• [YOUR INSTRUCTIONS]
Would you please transcribe the listing exactly, with no images?
[WORKING DATA Boundary: Start]
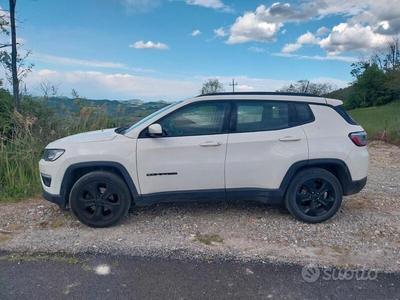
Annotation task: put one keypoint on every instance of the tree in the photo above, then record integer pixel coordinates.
(212, 86)
(13, 63)
(305, 86)
(376, 79)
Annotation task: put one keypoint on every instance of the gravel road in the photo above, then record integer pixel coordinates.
(364, 234)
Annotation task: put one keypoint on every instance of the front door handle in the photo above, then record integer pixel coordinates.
(210, 144)
(290, 139)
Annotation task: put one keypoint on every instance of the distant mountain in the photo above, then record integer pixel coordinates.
(113, 108)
[WORKING DATA Boundary: End]
• [OUTPUT BELOW]
Annotation task: put one keypoint on every instance of the tree in the photo above, then record integer pixel coordinates.
(212, 86)
(13, 63)
(305, 86)
(376, 79)
Annotation task: put one keypoint on every instance of the gravel road in the photo above, then record integer pixel coordinates.
(364, 234)
Annotation task: put one keypoint on every instance of the front door handle in the photo above, then record integer pixel coordinates.
(210, 144)
(290, 139)
Annotation task: put one keypoint on every instance of the distant mountain in the photo above, then record integer pixel coordinates.
(113, 108)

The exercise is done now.